_Task requirements_.
A verbatim reproduction of the lines below, from the line containing "Tag porch roof." through the line containing "Tag power line.", both ends included, is the whole required output.

_Data shown_.
BEGIN

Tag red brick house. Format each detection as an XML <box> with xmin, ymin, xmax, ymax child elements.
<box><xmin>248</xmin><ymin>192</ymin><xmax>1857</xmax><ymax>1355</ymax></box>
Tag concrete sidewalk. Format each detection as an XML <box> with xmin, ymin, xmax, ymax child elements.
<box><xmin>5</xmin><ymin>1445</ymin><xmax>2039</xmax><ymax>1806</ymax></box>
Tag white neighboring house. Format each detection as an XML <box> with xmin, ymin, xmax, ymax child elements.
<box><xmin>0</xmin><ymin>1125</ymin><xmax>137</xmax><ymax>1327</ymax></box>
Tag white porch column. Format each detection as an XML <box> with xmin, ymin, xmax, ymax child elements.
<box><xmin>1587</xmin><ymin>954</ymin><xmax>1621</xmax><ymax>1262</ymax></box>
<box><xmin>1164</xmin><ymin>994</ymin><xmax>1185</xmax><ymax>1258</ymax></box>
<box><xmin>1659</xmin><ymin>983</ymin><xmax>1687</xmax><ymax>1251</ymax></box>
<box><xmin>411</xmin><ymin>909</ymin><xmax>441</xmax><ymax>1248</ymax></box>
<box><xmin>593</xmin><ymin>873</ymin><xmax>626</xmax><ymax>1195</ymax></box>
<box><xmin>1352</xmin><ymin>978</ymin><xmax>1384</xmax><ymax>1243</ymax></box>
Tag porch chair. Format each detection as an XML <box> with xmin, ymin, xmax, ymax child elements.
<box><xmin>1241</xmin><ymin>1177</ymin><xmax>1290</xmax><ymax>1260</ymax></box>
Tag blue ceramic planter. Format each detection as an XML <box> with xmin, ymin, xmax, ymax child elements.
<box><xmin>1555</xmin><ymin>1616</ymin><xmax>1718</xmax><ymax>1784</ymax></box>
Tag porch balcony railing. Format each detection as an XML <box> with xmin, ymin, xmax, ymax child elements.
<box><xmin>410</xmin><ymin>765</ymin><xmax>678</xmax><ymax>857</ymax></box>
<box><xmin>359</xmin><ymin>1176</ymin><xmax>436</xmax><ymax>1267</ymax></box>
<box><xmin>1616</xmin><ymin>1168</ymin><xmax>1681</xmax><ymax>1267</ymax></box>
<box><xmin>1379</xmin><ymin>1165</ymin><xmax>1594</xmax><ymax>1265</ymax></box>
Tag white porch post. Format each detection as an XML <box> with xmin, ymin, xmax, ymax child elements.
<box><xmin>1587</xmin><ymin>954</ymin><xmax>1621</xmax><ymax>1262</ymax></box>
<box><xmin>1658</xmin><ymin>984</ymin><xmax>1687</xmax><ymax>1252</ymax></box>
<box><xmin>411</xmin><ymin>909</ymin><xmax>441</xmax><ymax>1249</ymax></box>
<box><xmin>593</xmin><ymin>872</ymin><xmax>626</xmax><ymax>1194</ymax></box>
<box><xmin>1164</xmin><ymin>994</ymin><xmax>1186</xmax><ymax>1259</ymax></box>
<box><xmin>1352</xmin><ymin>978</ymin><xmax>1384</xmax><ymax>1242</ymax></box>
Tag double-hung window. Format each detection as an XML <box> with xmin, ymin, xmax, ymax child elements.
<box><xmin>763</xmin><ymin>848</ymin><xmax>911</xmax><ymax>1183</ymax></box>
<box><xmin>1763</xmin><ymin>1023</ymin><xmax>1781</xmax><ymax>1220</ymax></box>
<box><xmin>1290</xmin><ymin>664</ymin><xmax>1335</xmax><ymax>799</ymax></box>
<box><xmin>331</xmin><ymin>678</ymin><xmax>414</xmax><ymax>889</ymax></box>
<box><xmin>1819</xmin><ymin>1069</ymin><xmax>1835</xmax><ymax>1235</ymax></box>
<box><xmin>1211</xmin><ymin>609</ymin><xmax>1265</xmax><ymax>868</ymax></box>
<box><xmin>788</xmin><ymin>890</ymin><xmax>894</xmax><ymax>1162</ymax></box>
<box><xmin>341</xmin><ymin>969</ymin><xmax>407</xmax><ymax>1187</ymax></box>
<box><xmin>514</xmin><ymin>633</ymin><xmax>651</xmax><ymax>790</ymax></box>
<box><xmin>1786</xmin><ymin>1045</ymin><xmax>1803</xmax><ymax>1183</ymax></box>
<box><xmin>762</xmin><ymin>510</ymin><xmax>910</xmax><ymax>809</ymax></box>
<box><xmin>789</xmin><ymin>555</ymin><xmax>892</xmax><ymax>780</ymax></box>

END
BEGIN

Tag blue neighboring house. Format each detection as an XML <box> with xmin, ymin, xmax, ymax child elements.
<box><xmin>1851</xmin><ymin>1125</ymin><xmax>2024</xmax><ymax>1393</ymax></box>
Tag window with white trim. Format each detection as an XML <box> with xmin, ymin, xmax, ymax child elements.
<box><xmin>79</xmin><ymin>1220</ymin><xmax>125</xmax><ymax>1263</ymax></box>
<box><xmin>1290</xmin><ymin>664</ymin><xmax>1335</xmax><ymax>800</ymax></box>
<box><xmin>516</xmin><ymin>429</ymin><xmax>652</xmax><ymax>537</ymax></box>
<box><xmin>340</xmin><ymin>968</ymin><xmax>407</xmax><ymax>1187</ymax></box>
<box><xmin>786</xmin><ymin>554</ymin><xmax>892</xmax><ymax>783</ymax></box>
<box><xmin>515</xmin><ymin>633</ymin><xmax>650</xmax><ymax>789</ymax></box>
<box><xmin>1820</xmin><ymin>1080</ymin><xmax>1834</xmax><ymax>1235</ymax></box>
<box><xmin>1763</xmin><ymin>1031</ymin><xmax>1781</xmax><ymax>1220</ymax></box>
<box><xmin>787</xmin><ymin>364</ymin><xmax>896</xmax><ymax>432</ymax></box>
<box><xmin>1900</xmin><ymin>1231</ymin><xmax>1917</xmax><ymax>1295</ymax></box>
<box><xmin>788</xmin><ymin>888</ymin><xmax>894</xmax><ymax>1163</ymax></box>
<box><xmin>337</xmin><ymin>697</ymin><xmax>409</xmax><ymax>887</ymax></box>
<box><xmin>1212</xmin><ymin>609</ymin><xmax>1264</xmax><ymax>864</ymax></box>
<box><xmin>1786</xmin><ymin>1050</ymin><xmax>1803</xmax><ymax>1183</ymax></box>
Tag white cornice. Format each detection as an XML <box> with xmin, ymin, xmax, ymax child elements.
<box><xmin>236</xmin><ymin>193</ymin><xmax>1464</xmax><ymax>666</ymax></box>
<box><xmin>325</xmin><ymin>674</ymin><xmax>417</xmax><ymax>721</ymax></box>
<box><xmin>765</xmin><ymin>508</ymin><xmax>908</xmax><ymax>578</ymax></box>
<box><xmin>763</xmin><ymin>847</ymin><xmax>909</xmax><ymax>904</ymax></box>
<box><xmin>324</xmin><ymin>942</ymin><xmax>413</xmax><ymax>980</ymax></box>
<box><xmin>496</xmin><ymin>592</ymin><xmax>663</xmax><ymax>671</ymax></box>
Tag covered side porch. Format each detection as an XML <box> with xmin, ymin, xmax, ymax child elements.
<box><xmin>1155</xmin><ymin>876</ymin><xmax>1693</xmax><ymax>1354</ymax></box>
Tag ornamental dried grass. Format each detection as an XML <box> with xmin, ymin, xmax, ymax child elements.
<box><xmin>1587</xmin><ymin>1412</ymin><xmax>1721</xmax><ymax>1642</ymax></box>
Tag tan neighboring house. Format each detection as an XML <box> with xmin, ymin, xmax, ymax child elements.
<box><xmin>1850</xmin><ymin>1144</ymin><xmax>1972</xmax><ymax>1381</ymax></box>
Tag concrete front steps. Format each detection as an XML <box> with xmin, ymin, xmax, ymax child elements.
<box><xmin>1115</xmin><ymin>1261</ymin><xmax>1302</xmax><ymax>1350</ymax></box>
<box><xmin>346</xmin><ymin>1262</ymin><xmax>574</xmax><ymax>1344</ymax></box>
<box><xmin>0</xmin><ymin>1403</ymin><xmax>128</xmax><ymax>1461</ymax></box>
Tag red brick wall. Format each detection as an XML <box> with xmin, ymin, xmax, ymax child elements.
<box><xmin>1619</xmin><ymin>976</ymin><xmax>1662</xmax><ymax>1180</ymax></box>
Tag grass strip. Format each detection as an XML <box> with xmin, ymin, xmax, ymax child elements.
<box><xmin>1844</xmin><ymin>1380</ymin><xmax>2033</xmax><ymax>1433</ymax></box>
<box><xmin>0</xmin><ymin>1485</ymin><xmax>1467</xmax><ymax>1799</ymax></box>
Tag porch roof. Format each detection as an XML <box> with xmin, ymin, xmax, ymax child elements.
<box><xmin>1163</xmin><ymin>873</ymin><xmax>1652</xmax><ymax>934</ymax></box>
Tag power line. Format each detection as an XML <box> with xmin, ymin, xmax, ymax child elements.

END

_Solved exercise_.
Tag porch roof. Format each detection as an XML <box> with xmin, ymin, xmax, ymax child elements.
<box><xmin>1163</xmin><ymin>873</ymin><xmax>1652</xmax><ymax>934</ymax></box>
Tag power line. Format each detection as an XML <box> with xmin, ymin, xmax, ymax child elements.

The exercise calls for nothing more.